-- Begin Dataset records --

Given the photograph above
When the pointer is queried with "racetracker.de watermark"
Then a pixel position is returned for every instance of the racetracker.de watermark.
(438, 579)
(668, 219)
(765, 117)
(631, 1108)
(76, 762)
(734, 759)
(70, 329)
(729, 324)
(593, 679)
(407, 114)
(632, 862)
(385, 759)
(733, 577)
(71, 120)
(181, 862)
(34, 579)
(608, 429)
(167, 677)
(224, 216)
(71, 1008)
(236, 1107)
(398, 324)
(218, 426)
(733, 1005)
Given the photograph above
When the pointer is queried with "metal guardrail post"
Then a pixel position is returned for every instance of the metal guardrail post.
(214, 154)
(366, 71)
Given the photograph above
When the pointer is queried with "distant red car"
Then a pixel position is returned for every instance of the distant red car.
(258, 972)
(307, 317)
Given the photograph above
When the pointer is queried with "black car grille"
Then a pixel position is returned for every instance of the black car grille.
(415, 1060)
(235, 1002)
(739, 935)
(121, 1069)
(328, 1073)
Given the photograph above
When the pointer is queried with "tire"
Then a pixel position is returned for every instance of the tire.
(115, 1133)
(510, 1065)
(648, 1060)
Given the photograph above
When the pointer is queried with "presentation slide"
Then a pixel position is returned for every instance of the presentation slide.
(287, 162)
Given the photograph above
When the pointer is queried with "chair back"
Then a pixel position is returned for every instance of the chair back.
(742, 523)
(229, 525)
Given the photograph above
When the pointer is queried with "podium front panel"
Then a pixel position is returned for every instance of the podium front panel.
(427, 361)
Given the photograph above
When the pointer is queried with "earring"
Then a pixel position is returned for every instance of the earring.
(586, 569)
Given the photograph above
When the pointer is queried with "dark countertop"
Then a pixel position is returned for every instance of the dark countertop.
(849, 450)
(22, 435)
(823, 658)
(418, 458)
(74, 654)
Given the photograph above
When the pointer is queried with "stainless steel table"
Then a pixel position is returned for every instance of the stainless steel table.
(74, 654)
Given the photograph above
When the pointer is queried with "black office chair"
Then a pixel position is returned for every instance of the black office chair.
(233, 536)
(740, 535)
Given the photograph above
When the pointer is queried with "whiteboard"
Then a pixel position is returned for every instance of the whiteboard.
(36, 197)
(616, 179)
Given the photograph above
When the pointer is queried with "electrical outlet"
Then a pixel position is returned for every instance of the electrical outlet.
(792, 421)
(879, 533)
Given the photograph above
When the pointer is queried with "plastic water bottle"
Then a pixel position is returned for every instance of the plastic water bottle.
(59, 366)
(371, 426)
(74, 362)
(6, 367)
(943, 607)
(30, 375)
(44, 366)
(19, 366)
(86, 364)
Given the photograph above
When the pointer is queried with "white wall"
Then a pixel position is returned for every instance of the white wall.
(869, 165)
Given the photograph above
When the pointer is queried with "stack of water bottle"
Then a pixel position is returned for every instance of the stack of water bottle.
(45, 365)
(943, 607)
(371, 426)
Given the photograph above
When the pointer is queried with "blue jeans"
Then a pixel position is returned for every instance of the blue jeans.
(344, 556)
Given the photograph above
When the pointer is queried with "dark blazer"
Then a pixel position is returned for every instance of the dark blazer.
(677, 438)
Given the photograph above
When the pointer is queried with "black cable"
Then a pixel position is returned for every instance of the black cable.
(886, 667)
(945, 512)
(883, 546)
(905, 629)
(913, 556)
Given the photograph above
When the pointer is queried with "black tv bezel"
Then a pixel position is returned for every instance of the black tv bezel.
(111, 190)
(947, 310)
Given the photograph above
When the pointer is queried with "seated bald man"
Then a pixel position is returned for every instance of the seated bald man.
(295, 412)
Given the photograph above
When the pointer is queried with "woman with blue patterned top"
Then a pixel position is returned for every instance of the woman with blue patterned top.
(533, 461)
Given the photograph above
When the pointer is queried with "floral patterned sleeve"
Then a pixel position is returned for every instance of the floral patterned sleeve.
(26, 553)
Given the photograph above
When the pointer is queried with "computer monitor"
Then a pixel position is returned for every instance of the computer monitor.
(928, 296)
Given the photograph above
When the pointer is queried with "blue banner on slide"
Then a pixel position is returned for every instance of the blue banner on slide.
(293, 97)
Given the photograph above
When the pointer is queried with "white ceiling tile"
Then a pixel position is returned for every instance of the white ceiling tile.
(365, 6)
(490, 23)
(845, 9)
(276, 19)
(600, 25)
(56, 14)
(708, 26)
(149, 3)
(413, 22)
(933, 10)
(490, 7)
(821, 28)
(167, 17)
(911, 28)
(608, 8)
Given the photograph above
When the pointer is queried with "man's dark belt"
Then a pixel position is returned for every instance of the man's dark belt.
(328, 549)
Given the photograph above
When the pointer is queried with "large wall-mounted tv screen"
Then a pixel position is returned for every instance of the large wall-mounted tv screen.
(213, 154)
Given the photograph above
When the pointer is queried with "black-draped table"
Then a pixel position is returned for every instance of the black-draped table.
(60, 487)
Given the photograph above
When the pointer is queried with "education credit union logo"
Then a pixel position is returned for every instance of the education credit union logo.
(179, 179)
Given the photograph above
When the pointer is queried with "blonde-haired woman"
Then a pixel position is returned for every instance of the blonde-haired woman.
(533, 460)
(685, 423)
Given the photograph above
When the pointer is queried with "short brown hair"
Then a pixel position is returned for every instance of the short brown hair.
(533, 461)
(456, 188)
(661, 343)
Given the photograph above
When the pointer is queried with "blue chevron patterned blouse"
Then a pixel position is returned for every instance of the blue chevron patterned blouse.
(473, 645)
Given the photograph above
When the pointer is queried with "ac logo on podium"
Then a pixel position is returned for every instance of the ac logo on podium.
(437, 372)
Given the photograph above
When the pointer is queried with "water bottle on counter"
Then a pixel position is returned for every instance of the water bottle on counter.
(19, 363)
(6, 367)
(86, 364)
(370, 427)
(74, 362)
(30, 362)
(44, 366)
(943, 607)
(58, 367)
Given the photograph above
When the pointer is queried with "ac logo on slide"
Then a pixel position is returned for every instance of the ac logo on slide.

-- End Dataset records --

- _Instructions to follow_
Can you copy out, word for word, the entries from the very first line through the line containing "(328, 1073)", including both of those lines?

- _Exercise result_
Given the photograph above
When the pointer is queried with "racetracker.de watermark"
Then a pixel position is returned for every instance of the racetracker.de watermark.
(438, 579)
(668, 219)
(765, 117)
(631, 1108)
(76, 762)
(734, 759)
(70, 329)
(729, 324)
(593, 679)
(407, 114)
(632, 862)
(385, 759)
(733, 577)
(71, 120)
(181, 862)
(34, 579)
(608, 429)
(167, 677)
(224, 216)
(71, 1008)
(236, 1107)
(398, 324)
(218, 426)
(733, 1005)
Given the photograph above
When the pointer is queried with "metal guardrail post"
Then a pixel position is returned for every instance of the metal guardrail post.
(214, 154)
(366, 71)
Given the photograph above
When the pointer is queried with "distant red car"
Then a pixel position is returned for every instance of the distant red car.
(258, 972)
(307, 317)
Given the photograph above
When the pointer is queried with "black car grille"
Then a pixel position is returned for every instance of the black car grille.
(415, 1060)
(235, 1002)
(739, 935)
(121, 1069)
(328, 1073)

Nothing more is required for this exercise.